> **TEXTE À LIRE**

Bruxelles, 09 09 2015
Communiqué de Jean Auquier, directeur général du Centre Belge de la Bande Dessinée.
Pour 2016, Le Centre Belge de la BD avait programmé une exposition sur la bande dessinée proposée aux filles. Cette exposition, baptisée d’une manière sans doute trop caricaturale « La BD des filles », voulait donner un aperçu de la bande dessinée créée spécifiquement pour le public féminin, de Bécassine jusqu’à ces dernières années. L’évolution de la bande dessinée et celle des mentalités y auraient été traitées côte à côte pour aboutir à l’art plus accompli d’aujourd’hui. Une sociologue spécialisée dans les études liées au genre avait été désignée comme co-commissaire, à côté de notre commissaire permanent, JC De La Royère. Le Centre Belge de la Bande Dessinée ignorait d’autant moins que ce sujet était sensible qu’il avait apporté son soutien inconditionnel aux propos tenus dans une tribune offerte en 1998 à Annie Pilloy, intitulée « Créatrice de BD, le péché originel ? Autopsie d’un malaise » (Préambulle n°34, p 3). On l’aura donc compris, avec « La BD des filles », jamais il ne s’est agi de faire un amalgame des sujets qui concernent la BD au féminin, ni côté création, ni côté lectrices, pas plus que nous ne souhaitions imposer un regard sur les auteures et auteurs exposés. Cependant, face à la mobilisation d’un certain nombre d’auteures et de l’incompréhension engendrée par la communication de notre projet, nous avons décidé de postposer cette exposition, afin de mieux en définir le propos, les objectifs… et le titre. Au CBBD nous croyons toujours qu’il s’agit d’un sujet passionnant, susceptible de toucher un public très large qui, grâce à notre exposition et aux œuvres qu’elle présentera, permettra de briser quelques barrières et de sensibiliser aux thèmes et problématiques relevés par les auteures actuelles. Les nouvelles dates de cette exposition repensée seront communiquées ultérieurement.

Étiquettes des points d'objets:
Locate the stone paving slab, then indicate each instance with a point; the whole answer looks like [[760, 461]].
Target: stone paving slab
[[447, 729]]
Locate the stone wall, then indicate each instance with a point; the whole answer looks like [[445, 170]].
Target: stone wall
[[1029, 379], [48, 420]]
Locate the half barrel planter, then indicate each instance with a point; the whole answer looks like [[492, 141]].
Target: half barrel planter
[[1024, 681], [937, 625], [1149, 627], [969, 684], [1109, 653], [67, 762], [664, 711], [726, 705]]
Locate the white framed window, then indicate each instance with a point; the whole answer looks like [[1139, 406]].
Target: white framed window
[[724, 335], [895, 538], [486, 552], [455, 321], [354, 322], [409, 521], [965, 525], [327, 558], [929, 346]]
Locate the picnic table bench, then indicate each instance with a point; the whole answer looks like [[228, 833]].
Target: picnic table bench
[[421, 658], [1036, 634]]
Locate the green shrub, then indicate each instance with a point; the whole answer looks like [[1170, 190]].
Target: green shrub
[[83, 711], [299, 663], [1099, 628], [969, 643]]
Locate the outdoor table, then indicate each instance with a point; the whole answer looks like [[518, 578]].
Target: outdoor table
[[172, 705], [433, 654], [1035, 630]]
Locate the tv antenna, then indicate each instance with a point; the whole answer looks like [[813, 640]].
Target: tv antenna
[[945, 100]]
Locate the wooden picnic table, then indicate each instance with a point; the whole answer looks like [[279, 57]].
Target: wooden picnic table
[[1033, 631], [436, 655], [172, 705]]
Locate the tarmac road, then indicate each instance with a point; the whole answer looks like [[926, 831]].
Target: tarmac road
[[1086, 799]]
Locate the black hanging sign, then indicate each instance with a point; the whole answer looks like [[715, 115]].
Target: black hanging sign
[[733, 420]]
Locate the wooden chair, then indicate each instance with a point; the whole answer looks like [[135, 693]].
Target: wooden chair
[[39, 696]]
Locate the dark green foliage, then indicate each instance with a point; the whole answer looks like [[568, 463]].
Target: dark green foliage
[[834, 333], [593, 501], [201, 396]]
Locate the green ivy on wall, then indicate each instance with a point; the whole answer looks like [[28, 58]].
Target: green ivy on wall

> **LE PROBLÈME**
D'après le communiqué sur l'exposition « La BD des filles », pourquoi le Centre Belge de la Bande Dessinée a-t-il décidé de postposer cette exposition ? Répondez en une à trois phrases. Les enregistrements n'ont aucun lien avec le communiqué.

> **RÉSULTAT DE L'EXERCICE**
Le Centre a pris cette décision face à la mobilisation d'un certain nombre d'auteures et à l'incompréhension engendrée par la communication de son projet. Le report doit permettre de mieux définir le propos, les objectifs et le titre de l'exposition.